-- Work instructions --
Display every line of the items below that contains the word "roof", copying each line in full, and treat uppercase and lowercase as different.

-- Data --

━━━

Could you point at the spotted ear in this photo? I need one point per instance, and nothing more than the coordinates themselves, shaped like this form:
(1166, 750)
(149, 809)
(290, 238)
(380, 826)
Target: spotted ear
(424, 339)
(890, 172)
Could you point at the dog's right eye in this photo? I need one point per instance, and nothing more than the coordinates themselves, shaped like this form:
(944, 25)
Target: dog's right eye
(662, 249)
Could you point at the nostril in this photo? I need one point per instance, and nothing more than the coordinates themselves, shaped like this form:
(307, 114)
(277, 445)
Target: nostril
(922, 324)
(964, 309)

━━━

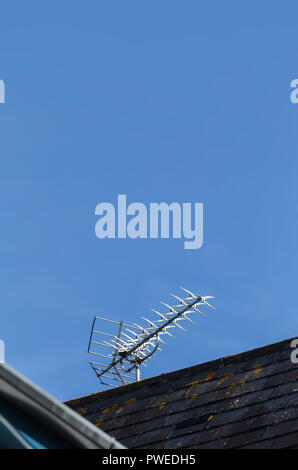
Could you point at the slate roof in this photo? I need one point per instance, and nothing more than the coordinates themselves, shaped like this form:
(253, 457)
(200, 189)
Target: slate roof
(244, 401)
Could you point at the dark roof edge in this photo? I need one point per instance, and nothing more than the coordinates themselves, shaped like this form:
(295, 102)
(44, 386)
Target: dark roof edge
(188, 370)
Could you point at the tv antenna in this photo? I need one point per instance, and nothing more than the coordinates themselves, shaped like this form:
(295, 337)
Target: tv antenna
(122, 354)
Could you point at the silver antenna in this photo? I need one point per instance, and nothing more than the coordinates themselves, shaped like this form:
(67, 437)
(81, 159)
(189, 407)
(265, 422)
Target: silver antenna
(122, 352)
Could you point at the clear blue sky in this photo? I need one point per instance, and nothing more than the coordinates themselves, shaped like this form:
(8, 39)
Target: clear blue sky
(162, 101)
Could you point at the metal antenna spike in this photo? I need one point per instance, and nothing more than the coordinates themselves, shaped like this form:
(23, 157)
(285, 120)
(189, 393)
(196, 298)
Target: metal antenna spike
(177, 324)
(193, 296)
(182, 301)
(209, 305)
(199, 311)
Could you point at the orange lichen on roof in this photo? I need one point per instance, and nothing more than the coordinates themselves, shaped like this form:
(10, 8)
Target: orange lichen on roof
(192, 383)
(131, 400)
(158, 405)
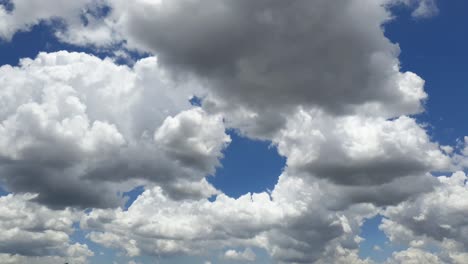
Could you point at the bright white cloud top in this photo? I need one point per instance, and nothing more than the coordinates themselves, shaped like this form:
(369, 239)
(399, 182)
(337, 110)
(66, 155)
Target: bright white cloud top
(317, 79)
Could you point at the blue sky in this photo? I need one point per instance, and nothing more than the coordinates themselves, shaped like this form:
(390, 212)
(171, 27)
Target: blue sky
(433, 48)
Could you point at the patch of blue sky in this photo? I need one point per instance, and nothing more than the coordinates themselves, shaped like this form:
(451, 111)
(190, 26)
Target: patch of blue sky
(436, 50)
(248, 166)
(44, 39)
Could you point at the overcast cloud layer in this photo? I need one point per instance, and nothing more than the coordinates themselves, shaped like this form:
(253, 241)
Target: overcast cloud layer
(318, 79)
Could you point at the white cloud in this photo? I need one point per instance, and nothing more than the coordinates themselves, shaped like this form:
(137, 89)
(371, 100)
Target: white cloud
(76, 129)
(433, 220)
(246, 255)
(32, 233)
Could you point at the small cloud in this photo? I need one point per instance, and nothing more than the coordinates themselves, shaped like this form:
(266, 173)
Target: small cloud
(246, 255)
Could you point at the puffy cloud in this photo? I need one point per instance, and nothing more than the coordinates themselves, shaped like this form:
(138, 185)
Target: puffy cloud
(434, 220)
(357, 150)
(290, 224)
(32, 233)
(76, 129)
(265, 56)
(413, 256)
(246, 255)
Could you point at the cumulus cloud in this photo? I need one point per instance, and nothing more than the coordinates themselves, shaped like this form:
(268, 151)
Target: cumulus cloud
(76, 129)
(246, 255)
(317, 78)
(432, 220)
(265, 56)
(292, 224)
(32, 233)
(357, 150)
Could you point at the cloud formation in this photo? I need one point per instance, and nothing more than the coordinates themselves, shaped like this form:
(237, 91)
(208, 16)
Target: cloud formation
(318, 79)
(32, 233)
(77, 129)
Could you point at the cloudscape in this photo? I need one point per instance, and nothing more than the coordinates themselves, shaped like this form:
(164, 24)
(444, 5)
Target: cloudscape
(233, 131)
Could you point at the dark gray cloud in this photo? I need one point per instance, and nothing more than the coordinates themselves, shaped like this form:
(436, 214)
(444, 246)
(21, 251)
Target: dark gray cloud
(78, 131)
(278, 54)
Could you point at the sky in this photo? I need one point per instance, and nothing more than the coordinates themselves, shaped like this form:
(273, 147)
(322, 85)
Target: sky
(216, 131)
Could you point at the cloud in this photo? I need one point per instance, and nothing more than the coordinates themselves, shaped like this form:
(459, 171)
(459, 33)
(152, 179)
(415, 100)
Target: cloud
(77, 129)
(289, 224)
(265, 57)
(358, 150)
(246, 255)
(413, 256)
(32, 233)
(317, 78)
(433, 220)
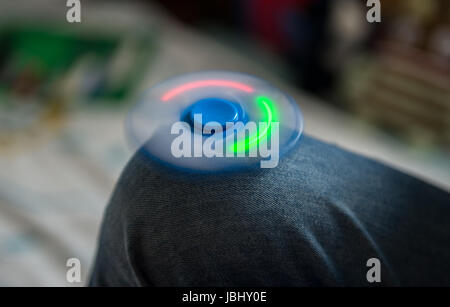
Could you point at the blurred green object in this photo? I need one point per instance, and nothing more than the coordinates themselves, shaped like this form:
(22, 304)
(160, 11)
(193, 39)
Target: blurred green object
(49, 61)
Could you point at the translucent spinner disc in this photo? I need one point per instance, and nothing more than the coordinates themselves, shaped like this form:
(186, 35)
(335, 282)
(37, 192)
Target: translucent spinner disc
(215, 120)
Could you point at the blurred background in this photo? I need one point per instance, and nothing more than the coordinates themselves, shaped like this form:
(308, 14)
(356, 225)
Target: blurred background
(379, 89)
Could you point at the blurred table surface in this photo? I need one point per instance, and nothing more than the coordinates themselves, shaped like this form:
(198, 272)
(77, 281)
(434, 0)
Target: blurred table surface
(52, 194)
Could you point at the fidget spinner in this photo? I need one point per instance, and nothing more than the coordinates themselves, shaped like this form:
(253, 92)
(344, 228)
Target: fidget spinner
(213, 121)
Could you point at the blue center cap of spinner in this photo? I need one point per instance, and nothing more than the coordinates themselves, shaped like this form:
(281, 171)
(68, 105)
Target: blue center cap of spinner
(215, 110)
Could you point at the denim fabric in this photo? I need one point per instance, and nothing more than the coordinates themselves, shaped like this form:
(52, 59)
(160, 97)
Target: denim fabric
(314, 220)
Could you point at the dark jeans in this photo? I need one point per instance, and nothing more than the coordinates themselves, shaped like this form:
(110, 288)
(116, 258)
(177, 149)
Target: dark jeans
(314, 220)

━━━

-- Answer to this task --
Could you point at the slate roof in this photo? I need one point per instance, and nothing more than the coordinates themselves, shaped like this form:
Target: slate roof
Could you point at the dark roof edge in this photo? I need one point per instance, and nothing more than the coordinates themselves, shaped like this form:
Target: dark roof edge
Could you point at the orange lichen on roof in this photo? I need one point per instance, and nothing more than the coordinates themselves, shaped like this form:
Target: orange lichen on roof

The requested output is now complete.